Work instructions: Transcribe the full listing below exactly.

Provided entries:
____________

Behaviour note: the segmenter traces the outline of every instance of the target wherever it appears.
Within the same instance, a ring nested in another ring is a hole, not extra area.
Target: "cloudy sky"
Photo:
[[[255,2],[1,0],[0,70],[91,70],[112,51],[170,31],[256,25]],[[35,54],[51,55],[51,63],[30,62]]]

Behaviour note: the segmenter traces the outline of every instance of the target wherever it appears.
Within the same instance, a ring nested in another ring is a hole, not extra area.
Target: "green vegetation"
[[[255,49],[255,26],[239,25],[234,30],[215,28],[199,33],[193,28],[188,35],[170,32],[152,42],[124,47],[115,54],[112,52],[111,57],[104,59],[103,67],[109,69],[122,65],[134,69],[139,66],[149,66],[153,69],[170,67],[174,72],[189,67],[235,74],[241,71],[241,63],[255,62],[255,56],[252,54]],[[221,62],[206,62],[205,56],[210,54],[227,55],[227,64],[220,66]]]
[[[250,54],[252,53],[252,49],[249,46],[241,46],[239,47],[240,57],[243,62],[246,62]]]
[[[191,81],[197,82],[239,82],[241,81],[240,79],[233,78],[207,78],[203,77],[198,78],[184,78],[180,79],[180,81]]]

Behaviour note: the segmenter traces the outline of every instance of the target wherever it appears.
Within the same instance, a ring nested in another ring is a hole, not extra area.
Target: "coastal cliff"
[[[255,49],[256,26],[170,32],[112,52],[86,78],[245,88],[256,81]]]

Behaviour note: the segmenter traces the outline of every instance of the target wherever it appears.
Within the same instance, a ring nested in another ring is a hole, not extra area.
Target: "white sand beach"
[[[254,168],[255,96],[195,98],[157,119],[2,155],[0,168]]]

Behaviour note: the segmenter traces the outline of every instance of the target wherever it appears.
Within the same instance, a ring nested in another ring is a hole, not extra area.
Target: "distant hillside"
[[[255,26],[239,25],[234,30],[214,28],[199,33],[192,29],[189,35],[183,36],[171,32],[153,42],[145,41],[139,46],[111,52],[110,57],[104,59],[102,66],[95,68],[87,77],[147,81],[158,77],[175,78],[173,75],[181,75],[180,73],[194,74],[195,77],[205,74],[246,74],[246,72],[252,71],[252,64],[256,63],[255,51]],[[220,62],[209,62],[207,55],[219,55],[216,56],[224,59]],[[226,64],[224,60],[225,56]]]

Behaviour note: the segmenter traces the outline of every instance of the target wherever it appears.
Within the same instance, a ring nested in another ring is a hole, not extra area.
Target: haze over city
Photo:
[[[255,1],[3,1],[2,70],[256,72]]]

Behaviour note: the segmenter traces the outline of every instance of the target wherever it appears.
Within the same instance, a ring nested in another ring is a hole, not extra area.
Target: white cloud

____________

Expected output:
Behaviour note: the segmenter traces the outline of every instance of the target wherever it appears.
Within the same instance, a ring nested in another ring is a hole, not extra area.
Target: "cloudy sky"
Photo:
[[[255,2],[1,0],[0,70],[91,70],[112,51],[170,31],[256,25]],[[35,54],[51,55],[51,63],[30,62]]]

Behaviour note: the segmenter traces the outline of every instance of the target wherever it appears.
Within the same instance, a ring nested in another ring is a hole, not extra area.
Target: "green vegetation"
[[[255,49],[255,26],[239,25],[234,30],[215,28],[199,33],[193,28],[188,35],[170,32],[152,42],[124,47],[115,54],[112,52],[111,57],[104,59],[103,67],[109,69],[122,65],[134,69],[139,66],[149,66],[153,69],[170,67],[174,72],[189,67],[235,74],[241,71],[241,63],[255,62],[255,56],[252,54]],[[221,62],[206,62],[205,56],[210,54],[227,55],[227,64],[220,66]]]
[[[250,54],[252,53],[252,49],[249,46],[241,46],[239,47],[240,57],[243,62],[246,62]]]
[[[191,81],[197,82],[239,82],[241,81],[240,79],[233,78],[207,78],[203,77],[198,78],[184,78],[180,79],[180,81]]]

Behaviour note: the segmenter traces the outline of every instance of the target wherever it appears.
Within the same instance, a ring nested in another ring is a hole, not extra area.
Target: "coastal cliff"
[[[255,49],[256,26],[170,32],[112,52],[86,78],[245,88],[256,81]]]

Behaviour note: the segmenter traces the outline of every instance of the target wherever it appears.
Within the same instance, a ring nested in another ring is a hole, not extra area.
Target: "white sand beach"
[[[254,168],[255,96],[195,98],[157,119],[2,155],[0,168]]]

Behaviour note: the segmenter traces the outline of every instance of the target wherever it appears.
Within the same instance, a ring nested in another ring is a hole, not extra area.
Target: "distant hillside"
[[[255,26],[239,25],[234,30],[214,28],[199,33],[192,29],[189,35],[183,36],[171,32],[153,42],[145,41],[139,46],[111,52],[110,57],[104,59],[102,66],[95,68],[87,77],[147,81],[158,77],[175,78],[173,75],[181,75],[180,73],[194,74],[195,77],[205,74],[246,74],[246,72],[252,71],[252,64],[256,63],[255,51]],[[220,62],[209,62],[207,55],[219,55],[216,56],[224,59]],[[226,64],[224,60],[225,56]]]

Behaviour note: the segmenter traces the outline of every instance of the target wherever it appears.
Within the same instance, a ring nested in another ring is a hole, not extra area.
Target: haze over city
Photo:
[[[255,1],[3,1],[2,70],[256,72]]]

Behaviour note: the segmenter traces the outline of every instance of the target wherever it appears.
Within the same instance, a ring nested in another ring is a hole, not extra area.
Target: white cloud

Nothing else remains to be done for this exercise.